# ARTICLE start

Calculate $\sum\limits_{k=0}^{\infty}\frac{1}{{2k \choose k}}$

Calculate $$\sum \limits_{k=0}^{\infty}\frac{1}{{2k \choose k}}$$

I use software to complete the series is $\frac{2}{27} \left(18+\sqrt{3} \pi \right)$

I have no idea about it. :|

Solution 1:

Consider the function

$$f(x) = \frac{\arcsin{x}}{\sqrt{1-x^2}}$$

$f(x)$ has a Maclurin expansion as follows:

$$f(x) = \sum_{n=0}^{\infty} \frac{2^{2 n}}{\displaystyle (2 n+1) \binom{2 n}{n}} x^{2 n+1}$$

Differentiating, we get

$$f'(x) = \frac{x \, \arcsin{x}}{(1-x^2)^{3/2}} + \frac{1}{1-x^2} = \sum_{n=0}^{\infty} \frac{2^{2 n}}{\displaystyle \binom{2 n}{n}} x^{2 n}$$

Evaluate at $x=1/2$

$$\sum_{n=0}^{\infty} \frac{1}{\displaystyle \binom{2 n}{n}} = \frac{\frac12 \arcsin{\frac12}}{3 \sqrt{3}/8} + \frac{4}{3} = \frac{2\sqrt{3} \pi+36}{27}$$

ADDENDUM

There are many derivations here of the above result for the Maclurin series for $f(x)$; I refer you to this one.

Solution 2:

Recall the Euler Beta integral

$$\beta(a, b) = \int_0^1 x^{a-1} (1-x)^{b-1} dx$$

and Euler's formula for it in terms of the Gamma function,

$$\beta(a, b) = \frac{\Gamma(a)\Gamma(b)}{\Gamma(a+b)}.$$

In particular, since ${2n \choose n} = (2n!)/(n!)^2$, we have

$$\beta(n+1, n+1) = \frac{1}{(2n+1){2n \choose n}}.$$

Thus,

$$\sum_{n=0}^\infty \frac{1}{2n \choose n} = \int_0^1 \sum_{n=0}^\infty {(2n+1) (x(1-x))^{n}} dx$$

and we have the series $\sum_{n\geq 0} (2n+1)y^n = (y+1)/(y-1)^2$. Therefore,

$$\sum_{n=0}^\infty \frac{1}{2n \choose n} = \int_0^1 \frac{x(1-x)+1}{(x(1-x)-1)^2} dx$$

and by routine integration (partial fractions or your favorite standard method), this equals $\frac{2}{27}(18+\sqrt 3 \pi)$.

Solution 3:

This paper is very relevant to your question. In particular, $\bf Theorems \;\;3.4-5$ and $\bf Theorem \;\;3.7$

# ARTICLE end

=== GOALS ===
1. Answer these questions about the thread.
(a) What function does Solution 1 consider?
(b) At what value of x does Solution 1 evaluate the derivative?
(c) What closed form does Solution 2 give for the series of (2n+1)yⁿ?
2. Quote the thread, everything from "Evaluate at $x=1/2$" down to "to this one.".
3. Decide whether each statement agrees with the thread, and support each yes or no with the deciding words quoted from it.
(a) The asker got the value of the series from software.
(b) Solution 1 evaluates the derivative at x = 1.
(c) Solution 2 leaves the final integral to a standard method such as partial fractions.
The items come from a source unrelated to the thread.

# GIVEN DATA start

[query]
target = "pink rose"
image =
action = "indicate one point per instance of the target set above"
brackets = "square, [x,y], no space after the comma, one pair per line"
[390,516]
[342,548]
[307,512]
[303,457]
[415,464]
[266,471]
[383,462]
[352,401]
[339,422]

# GIVEN DATA end

=== LIST OF SOLUTIONS ===
1.
(a) f(x) = arcsin(x)/√(1−x²)
(b) x = 1/2
(c) (y+1)/(y−1)²

2.
Evaluate at $x=1/2$

$$\sum_{n=0}^{\infty} \frac{1}{\displaystyle \binom{2 n}{n}} = \frac{\frac12 \arcsin{\frac12}}{3 \sqrt{3}/8} + \frac{4}{3} = \frac{2\sqrt{3} \pi+36}{27}$$

ADDENDUM

There are many derivations here of the above result for the Maclurin series for $f(x)$; I refer you to this one.

3.
(a) Yes: "I use software to complete the series is $\frac{2}{27} \left(18+\sqrt{3} \pi \right)$"
(b) No: "Evaluate at $x=1/2$"
(c) Yes: "by routine integration (partial fractions or your favorite standard method)"